[Stored entries]
===

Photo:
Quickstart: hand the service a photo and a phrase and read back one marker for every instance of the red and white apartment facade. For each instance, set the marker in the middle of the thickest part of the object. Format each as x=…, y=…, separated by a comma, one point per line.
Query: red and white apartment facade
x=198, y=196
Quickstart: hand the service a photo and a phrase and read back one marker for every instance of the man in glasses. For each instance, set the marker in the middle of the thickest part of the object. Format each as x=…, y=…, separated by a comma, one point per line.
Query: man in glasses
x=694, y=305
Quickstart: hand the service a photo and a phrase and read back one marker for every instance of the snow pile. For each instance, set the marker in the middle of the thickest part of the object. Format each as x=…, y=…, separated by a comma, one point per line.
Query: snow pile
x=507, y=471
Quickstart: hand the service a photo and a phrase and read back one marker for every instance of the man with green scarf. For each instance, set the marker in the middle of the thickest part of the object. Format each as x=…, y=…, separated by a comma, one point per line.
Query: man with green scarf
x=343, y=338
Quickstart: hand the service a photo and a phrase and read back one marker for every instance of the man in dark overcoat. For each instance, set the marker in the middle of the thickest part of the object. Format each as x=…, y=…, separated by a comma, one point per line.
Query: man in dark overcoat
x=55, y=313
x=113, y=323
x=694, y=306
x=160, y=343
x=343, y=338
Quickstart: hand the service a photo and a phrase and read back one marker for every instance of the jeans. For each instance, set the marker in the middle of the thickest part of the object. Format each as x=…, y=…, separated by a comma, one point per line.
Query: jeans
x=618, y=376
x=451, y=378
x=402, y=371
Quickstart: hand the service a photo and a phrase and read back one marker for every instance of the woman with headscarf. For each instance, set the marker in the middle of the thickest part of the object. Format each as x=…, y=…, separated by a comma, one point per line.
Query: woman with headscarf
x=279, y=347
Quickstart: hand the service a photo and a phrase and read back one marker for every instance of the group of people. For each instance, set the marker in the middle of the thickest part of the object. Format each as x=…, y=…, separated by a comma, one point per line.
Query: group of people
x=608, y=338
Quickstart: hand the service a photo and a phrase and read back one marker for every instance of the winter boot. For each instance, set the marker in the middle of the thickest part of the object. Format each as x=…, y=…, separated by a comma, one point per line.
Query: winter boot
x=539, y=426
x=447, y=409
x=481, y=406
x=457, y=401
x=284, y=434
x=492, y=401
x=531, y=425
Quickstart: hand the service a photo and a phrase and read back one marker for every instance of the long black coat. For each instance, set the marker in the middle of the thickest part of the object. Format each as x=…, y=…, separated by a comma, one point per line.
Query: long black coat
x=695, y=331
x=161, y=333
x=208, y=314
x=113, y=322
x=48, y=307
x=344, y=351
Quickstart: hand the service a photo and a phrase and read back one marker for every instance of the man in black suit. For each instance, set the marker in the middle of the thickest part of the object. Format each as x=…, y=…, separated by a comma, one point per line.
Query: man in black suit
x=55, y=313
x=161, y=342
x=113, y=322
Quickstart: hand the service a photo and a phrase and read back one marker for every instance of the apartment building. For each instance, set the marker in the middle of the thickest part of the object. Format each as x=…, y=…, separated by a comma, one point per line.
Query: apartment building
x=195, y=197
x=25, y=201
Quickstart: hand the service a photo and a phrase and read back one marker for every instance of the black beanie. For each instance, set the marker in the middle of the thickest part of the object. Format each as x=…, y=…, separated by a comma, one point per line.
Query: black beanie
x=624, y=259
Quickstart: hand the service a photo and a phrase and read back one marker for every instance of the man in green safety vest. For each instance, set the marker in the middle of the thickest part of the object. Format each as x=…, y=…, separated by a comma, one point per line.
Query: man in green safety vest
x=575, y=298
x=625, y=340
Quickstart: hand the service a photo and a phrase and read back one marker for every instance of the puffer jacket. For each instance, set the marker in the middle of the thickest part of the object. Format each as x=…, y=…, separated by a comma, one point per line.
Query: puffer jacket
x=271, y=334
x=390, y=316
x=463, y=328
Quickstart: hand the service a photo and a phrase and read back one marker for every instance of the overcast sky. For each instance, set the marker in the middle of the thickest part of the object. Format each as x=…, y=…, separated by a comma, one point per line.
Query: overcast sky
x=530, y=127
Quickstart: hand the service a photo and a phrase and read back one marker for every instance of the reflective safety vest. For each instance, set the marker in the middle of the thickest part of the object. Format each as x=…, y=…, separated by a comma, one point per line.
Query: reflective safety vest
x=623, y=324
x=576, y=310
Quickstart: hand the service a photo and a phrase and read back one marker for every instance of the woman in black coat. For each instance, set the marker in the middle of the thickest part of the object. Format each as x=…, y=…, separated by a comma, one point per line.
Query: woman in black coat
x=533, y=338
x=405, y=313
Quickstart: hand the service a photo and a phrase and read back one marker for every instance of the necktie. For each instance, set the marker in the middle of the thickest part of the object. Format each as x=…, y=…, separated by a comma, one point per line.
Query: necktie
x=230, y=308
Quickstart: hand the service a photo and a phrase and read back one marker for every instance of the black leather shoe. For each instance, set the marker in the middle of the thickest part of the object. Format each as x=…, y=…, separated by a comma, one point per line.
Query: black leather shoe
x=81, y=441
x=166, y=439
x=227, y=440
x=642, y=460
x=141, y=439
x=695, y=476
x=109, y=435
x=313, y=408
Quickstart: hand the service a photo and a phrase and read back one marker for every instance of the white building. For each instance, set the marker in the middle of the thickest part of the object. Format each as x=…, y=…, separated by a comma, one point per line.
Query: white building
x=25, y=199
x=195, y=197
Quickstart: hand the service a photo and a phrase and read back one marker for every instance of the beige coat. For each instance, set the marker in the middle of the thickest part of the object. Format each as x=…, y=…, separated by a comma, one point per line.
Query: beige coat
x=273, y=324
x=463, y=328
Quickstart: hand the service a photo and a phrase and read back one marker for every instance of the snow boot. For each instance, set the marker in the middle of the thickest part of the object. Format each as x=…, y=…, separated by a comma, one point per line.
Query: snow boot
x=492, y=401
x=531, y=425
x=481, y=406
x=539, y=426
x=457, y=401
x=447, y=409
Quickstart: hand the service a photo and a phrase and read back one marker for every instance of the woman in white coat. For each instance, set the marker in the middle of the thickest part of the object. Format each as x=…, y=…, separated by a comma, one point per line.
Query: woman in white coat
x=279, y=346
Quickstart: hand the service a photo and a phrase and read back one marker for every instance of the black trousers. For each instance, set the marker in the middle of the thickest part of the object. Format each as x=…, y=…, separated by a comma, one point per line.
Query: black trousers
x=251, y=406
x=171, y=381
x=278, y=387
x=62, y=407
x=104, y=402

===

WORK REQUIRED -> Nothing in the data should be left out when you retype it exactly.

TASK ANSWER ->
Photo:
Quickstart: hand the service a photo and a phrase and read back one marker for every instance of the red and white apartment facade. For each instance, set the marker in the middle of the thickest part of the object. Format each as x=…, y=…, separated by a comma, one point per line.
Query: red and white apartment facade
x=198, y=196
Quickstart: hand the service a photo and a phrase and read back one marker for every instance of the man in glasses. For each instance, set the marker in the middle of the thickest part of the object. Format each as x=…, y=…, separated by a comma, one point per line.
Query: man in glasses
x=694, y=305
Quickstart: hand the service a photo and a phrase and read back one marker for every instance of the snow pile. For each instance, set the marker in the middle of the thickest part of the object. Format each as x=…, y=…, separated by a comma, one point per line.
Query: snow pile
x=507, y=471
Quickstart: hand the service a photo and a phrase and read back one marker for every instance of the man with green scarf. For each instance, set the marker in the middle of the thickest part of the object. Format each as x=…, y=…, separated by a comma, one point per line.
Query: man with green scarf
x=343, y=338
Quickstart: hand the service a photo and a phrase and read back one marker for every instance of the man in dark overcoat. For each instance, set the marker in the middle of the thickest part of the object. Format each as x=…, y=…, separated by a comma, one point per line.
Query: man in dark overcoat
x=55, y=313
x=113, y=323
x=694, y=306
x=160, y=343
x=343, y=338
Quickstart: hand the service a photo and a phrase and read back one marker for every instance of the jeans. For each instance, set the marker in the middle of the thickest part of the object. Format each as x=…, y=…, separated by a comma, one point per line.
Query: jeans
x=618, y=376
x=451, y=378
x=402, y=371
Quickstart: hand the service a photo and a phrase and read back one marker for every instance of the woman with headscarf. For each instance, set the marker in the middle of the thickest part of the object. Format each as x=…, y=…, separated by a comma, one point per line.
Query: woman with headscarf
x=279, y=347
Quickstart: hand the service a photo and a phrase and read back one marker for every instance of the group of people. For each instance, set the marker in the middle of the thickest part of the object. Format each as x=…, y=…, separated by a comma, one point per line.
Query: group of people
x=608, y=338
Quickstart: hand the service a photo and a phrase and read back one marker for every instance of the winter boot. For each instance, set the marker in the middle of the thickest part of the object. Format each as x=…, y=…, separated by a comma, one point per line.
Query: winter boot
x=539, y=426
x=447, y=409
x=481, y=406
x=457, y=401
x=284, y=434
x=492, y=401
x=531, y=425
Quickstart: hand the service a photo and a phrase and read back one marker for every instance of the long black coat. For each instance, set the marker in the middle of the thickest part of the object. Format each as x=…, y=…, separated by a comma, one point per line.
Query: long black coat
x=695, y=331
x=161, y=333
x=208, y=314
x=113, y=322
x=48, y=307
x=344, y=351
Quickstart: hand the service a photo and a phrase and read back one marker for every instance of the man in black suit. For each instance, set the marker in the middle of the thickest part of the object. Format each as x=…, y=…, separated by a comma, one point per line.
Query: man in black suit
x=55, y=313
x=161, y=342
x=113, y=322
Quickstart: hand the service a photo and a phrase and read back one marker for every instance of the apartment building. For each instance, set the marker in the middle of the thickest part of the object. Format each as x=…, y=…, separated by a comma, one point per line.
Query: apartment building
x=195, y=197
x=25, y=201
Quickstart: hand the service a photo and a phrase and read back one marker for every instance of the black beanie. For each instance, set the marker in the middle of the thickest part of the object. Format each as x=…, y=…, separated by a comma, one point per line.
Query: black beanie
x=624, y=259
Quickstart: hand the service a photo and a phrase and read back one marker for every instance of the man in green safety vest. For each instance, set the marker in the middle of the thickest part of the object. Format each as x=…, y=…, separated by a comma, one point per line.
Query: man in green safety vest
x=575, y=298
x=625, y=340
Quickstart: hand the service a photo and a phrase and read back one marker for every instance of the puffer jacket. For each instance, set the marker in the middle of the thickest part of the object. Format each as x=…, y=…, separated by a comma, one point per line.
Query: puffer jacket
x=271, y=334
x=390, y=316
x=463, y=328
Quickstart: hand the service a photo and a phrase and read back one marker for every instance of the overcast sky. For each instance, set the marker in the middle of the thickest part of the object. Format each as x=…, y=…, separated by a comma, one point per line.
Query: overcast sky
x=530, y=127
Quickstart: hand the service a photo and a phrase and read back one marker for every instance of the reflective safety vest. For each instance, set the marker in the middle of the thickest part of the object. Format each as x=…, y=…, separated by a comma, one point per line.
Query: reflective safety vest
x=623, y=324
x=576, y=310
Quickstart: hand the service a photo and a phrase and read back one marker for every instance of the woman in black coat. For each instance, set the marker in the middle of the thickest part of the object. Format each as x=…, y=…, separated by a comma, one point per line.
Query: woman in black coat
x=533, y=338
x=405, y=313
Quickstart: hand the service a photo and a phrase and read back one marker for every instance of the necktie. For each instance, set the marker in the middle of the thickest part of the object. Format each as x=…, y=…, separated by a comma, one point per line.
Query: necktie
x=230, y=308
Quickstart: hand the service a photo and a phrase and read back one marker for every instance of the black leather shoe. For each instance, set the marker in the middle of the thickest part of the object. Format each as x=…, y=…, separated by a comma, one point per line.
Query: black leather shoe
x=81, y=441
x=166, y=439
x=227, y=440
x=642, y=460
x=141, y=439
x=695, y=476
x=109, y=435
x=313, y=408
Quickstart: hand the service a photo and a phrase and read back one marker for every instance of the white building. For each instance, set the marker in the middle of the thickest part of the object. Format each as x=…, y=…, separated by a comma, one point per line.
Query: white building
x=25, y=199
x=195, y=197
Quickstart: hand the service a photo and a phrase and read back one marker for every instance of the beige coat. For each instance, set the marker in the middle of the thickest part of the object. Format each as x=…, y=…, separated by a comma, one point per line.
Query: beige coat
x=273, y=324
x=463, y=328
Quickstart: hand the service a photo and a phrase and read back one marker for every instance of the snow boot. For each instance, set the marker in the middle of the thickest part of the object. Format each as x=…, y=…, separated by a comma, one point per line.
Query: snow boot
x=492, y=401
x=531, y=425
x=481, y=406
x=539, y=426
x=457, y=401
x=447, y=409
Quickstart: hand the service a photo and a phrase and read back one marker for every instance of the woman in white coat. For each instance, set the marker in the middle of the thickest part of the object. Format each as x=…, y=…, separated by a comma, one point per line.
Query: woman in white coat
x=279, y=346
Quickstart: hand the service a photo and a phrase and read back one marker for every instance of the black trousers. For each instance, set the marker in the middle of the thickest part of the object. Format each as x=…, y=…, separated by a comma, one point per line.
Query: black trousers
x=251, y=406
x=171, y=381
x=278, y=387
x=62, y=407
x=104, y=402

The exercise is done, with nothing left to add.